When you reach the records, transcribe each one exactly.

Stored records:
________________

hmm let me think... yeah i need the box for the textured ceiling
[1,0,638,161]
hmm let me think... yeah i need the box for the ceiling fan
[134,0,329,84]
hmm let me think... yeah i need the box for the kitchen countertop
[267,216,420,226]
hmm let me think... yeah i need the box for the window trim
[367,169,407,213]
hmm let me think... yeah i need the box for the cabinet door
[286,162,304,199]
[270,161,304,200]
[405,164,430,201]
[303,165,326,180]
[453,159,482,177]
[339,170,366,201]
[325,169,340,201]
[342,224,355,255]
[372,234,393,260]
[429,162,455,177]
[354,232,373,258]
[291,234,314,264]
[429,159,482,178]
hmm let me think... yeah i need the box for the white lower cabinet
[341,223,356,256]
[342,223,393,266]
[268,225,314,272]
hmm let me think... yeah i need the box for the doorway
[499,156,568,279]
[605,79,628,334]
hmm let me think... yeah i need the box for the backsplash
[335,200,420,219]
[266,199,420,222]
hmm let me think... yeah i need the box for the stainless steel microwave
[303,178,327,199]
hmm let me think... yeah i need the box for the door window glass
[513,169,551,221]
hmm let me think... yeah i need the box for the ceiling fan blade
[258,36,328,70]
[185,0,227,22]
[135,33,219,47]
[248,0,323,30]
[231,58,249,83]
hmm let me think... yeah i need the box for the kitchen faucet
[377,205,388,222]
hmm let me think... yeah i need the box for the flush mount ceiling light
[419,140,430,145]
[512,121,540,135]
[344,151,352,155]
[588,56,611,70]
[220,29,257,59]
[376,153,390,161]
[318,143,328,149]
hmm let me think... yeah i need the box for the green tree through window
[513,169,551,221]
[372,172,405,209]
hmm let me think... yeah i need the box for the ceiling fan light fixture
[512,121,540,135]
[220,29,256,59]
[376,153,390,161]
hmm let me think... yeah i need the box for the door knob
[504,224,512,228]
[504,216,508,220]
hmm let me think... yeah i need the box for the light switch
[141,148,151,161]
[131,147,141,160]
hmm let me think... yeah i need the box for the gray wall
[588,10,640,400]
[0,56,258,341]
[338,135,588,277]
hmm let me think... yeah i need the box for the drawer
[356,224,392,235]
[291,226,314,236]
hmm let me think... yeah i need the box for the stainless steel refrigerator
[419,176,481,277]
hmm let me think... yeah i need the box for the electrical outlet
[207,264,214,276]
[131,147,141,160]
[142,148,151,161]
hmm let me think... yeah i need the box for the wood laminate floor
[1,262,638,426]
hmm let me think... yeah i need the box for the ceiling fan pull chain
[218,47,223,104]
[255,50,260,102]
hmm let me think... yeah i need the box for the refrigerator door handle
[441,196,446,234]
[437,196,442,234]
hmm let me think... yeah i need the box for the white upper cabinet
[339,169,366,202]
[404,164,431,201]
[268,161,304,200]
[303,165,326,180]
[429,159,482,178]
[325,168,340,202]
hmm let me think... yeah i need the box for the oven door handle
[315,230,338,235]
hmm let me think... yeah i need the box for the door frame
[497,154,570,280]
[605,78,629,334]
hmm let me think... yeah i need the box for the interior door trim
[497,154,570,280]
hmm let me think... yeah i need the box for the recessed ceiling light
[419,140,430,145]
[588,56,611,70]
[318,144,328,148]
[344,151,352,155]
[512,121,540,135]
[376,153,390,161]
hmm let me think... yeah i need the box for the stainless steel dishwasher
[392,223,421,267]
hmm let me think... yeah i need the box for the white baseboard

________________

Task output:
hmm let me think... yeah i need the box for the textured ceiling
[1,0,638,161]
hmm let me think... yeah i need the box for the ceiling fan
[134,0,329,84]
hmm let me think... yeah i need the box for the kitchen countertop
[267,216,420,226]
hmm let me think... yeah i need the box for the window trim
[367,169,407,213]
hmm let me think... yeah i need the box for the cabinet door
[286,162,304,199]
[270,161,304,200]
[405,164,430,201]
[303,165,326,180]
[453,159,482,177]
[339,170,366,201]
[325,169,340,201]
[342,224,355,255]
[372,234,393,260]
[429,162,455,177]
[354,232,373,258]
[291,234,314,264]
[429,159,482,178]
hmm let me think... yeah i need the box for the white lower cabinet
[341,223,356,256]
[342,223,393,266]
[268,225,314,272]
hmm let me think... yeah i need the box for the doorway
[499,156,568,279]
[605,79,628,334]
hmm let me think... yeah i need the box for the backsplash
[335,200,420,219]
[266,199,420,222]
hmm let me think... yeah i need the box for the stainless steel microwave
[303,178,327,199]
hmm let me think... yeah i need the box for the door window glass
[513,169,551,221]
hmm let me think... yeah i need the box for the ceiling fan blade
[258,36,328,70]
[185,0,227,22]
[135,33,219,47]
[248,0,323,30]
[231,58,249,83]
hmm let me think... yeah i need the box for the kitchen faucet
[377,205,388,222]
hmm let me think... yeah i need the box for the flush mount ceiling light
[419,140,430,145]
[512,121,540,135]
[344,151,352,155]
[588,56,611,70]
[220,29,257,59]
[376,153,390,161]
[318,143,328,149]
hmm let me think... yeah i need the box for the green tree through window
[513,169,551,221]
[372,172,405,209]
hmm let me think... yeah i need the box for the ceiling fan light fixture
[512,121,540,135]
[220,29,256,59]
[376,153,390,161]
hmm let me think... yeah i need the box for the door knob
[504,224,512,228]
[504,216,508,220]
hmm let me think... yeah i need the box for the light switch
[141,148,151,161]
[131,147,141,160]
hmm let me think... yeah i need the box for the gray wall
[588,10,640,400]
[0,56,258,341]
[338,135,588,277]
hmm let me think... yeah i need the box for the drawer
[356,224,392,235]
[291,226,314,236]
hmm let me think... yeah i need the box for the stainless steel refrigerator
[419,176,481,277]
hmm let me think... yeah i need the box for the electrical outlet
[207,264,214,276]
[131,147,141,160]
[142,148,151,161]
hmm let me think... yeah i need the box for the wood laminate floor
[1,262,638,426]
hmm let me think... yeah i need the box for the ceiling fan pull chain
[218,47,223,104]
[255,50,260,102]
hmm let me think... yeah i need the box for the refrigerator door handle
[441,196,446,234]
[437,196,442,234]
hmm let me think... yeah i need the box for the white upper cabinet
[339,169,366,202]
[404,164,431,201]
[268,161,304,200]
[303,165,326,180]
[429,159,482,178]
[325,168,340,202]
hmm let me think... yeah i need the box for the oven door handle
[315,230,338,235]
hmm let me think... yeah i need the box for the door frame
[497,154,570,280]
[605,78,629,334]
hmm let me think... yeah i need the box for the interior door trim
[497,154,570,280]
hmm let me think... yeah i need the box for the recessed ceiling light
[419,140,430,145]
[588,56,611,70]
[318,144,328,148]
[344,151,352,155]
[512,121,540,135]
[376,153,390,161]
hmm let me think... yeah i need the box for the stainless steel dishwasher
[392,223,421,267]
hmm let me think... yeah i need the box for the white baseboard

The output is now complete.